▶ **LISTA DE TAREAS**:
• a. Repite sin cambios el pasaje del fragmento sobre el realismo fotográfico comprendido entre "Esta afirmación se" y "cámara de fotos.", ambos incluidos.
• b. Resume en dos oraciones el fragmento sobre el realismo fotográfico.

─── FRAGMENTO PROPORCIONADO

“No hay refrán que no sea verdadero, porque todos son sentencias sacadas de la mesma experiencia, madre de las ciencias todas”, decía don Quijote a su escudero Sancho (cap. XXI). La idea de que los refranes reflejen la sabiduría popular y cuyos tópicos sigan siendo actuales está muy arraigada en el imaginario colectivo. Sin embargo, a veces incluso la sabiduría del pueblo puede equivocarse. Considérese, por ejemplo, la expresión que titula este texto, que se ha puesto oportunamente entre signos de interrogación: ¿podemos seguir diciendo que “vale más un testigo de vista que ciento de oídas”?
Esta afirmación se refiere a la arraigada creencia de que la comunicación visual es supuestamente más auténtica que otras formas de representación, como la escritura. Otra expresión muy conocida también refleja la importancia del sentido de la vista en la comunicación: “una imagen vale más que mil palabras” sugiere que lo visual se considera más adecuado para representar la realidad que su contrapartida verbal. Piénsese, en este caso, en una fotografía: solemos asumir que esta muestra de manera exacta y precisa lo que se encuentra delante de la cámara de fotos.
La idea de que la fotografía es una representación fiel de la realidad es tan antigua como la fotografía misma. La retórica de la transparencia y objetividad de la foto poco ha evolucionado desde su invención, allá por el siglo XIX; pese a que las técnicas fotográficas hayan cambiado profundamente, especialmente con el paso de la fotografía analógica a la digital, el mito del realismo sigue vigente. Sin embargo, la fotografía no es una representación pasiva de la realidad, sino que está filtrada por nuestra experiencia y cultura. Filósofos e historiadores del arte, como W.J.T. Mitchell o Nicholas Mirzoeff, por citar únicamente dos grandes nombres, han argumentado de forma convincente que la imagen solo tiene un parecido con lo que representa, no es en sí la realidad. Con todo, no deja de sorprenderme el hecho de que la convicción del realismo fotográfico persista en nuestra época. Hoy en día, manipular fotografías no es una prerrogativa de expertos, puesto que los programas de edición de fotos están disponibles en cualquier dispositivo electrónico; es más, los retoques de fotos están a la orden del día (y no solo por los filtros de Instagram que embellecen nuestros selfis).

──────
─── LISTADO SUMINISTRADO

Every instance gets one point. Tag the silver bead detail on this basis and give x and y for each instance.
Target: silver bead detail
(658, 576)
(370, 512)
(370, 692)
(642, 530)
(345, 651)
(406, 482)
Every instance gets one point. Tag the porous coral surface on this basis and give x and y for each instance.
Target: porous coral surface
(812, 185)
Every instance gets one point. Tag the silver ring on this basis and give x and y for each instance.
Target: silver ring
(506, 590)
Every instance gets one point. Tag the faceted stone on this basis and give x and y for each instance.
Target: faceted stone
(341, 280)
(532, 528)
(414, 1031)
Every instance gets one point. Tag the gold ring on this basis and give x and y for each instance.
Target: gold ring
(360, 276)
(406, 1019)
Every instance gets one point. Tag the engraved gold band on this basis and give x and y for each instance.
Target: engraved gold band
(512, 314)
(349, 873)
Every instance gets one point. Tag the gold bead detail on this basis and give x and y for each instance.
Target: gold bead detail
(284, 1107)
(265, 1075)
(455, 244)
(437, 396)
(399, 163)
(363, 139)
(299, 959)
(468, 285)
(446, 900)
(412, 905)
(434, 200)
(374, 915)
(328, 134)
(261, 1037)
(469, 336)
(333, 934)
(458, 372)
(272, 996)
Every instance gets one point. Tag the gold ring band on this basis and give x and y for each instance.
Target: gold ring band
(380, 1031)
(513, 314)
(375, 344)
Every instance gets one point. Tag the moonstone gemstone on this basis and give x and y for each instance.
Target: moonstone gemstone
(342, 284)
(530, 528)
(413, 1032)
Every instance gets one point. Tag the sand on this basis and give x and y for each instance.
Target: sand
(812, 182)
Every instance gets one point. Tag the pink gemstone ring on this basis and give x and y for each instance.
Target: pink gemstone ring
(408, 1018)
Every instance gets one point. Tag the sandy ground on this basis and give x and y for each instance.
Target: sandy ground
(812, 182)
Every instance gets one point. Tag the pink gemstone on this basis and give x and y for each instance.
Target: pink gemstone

──────

▶ **SOLUCIONES**:
• a.
Esta afirmación se refiere a la arraigada creencia de que la comunicación visual es supuestamente más auténtica que otras formas de representación, como la escritura. Otra expresión muy conocida también refleja la importancia del sentido de la vista en la comunicación: “una imagen vale más que mil palabras” sugiere que lo visual se considera más adecuado para representar la realidad que su contrapartida verbal. Piénsese, en este caso, en una fotografía: solemos asumir que esta muestra de manera exacta y precisa lo que se encuentra delante de la cámara de fotos.

• b. Expresiones como "vale más un testigo de vista que ciento de oídas" y "una imagen vale más que mil palabras" reflejan la creencia arraigada de que lo visual representa la realidad con más autenticidad que la escritura, aunque la sabiduría popular puede equivocarse. La fotografía se considera una representación fiel de la realidad desde su invención en el siglo XIX, pero está filtrada por nuestra experiencia y cultura, y el mito de su realismo persiste hoy, cuando los programas de edición están disponibles en cualquier dispositivo electrónico.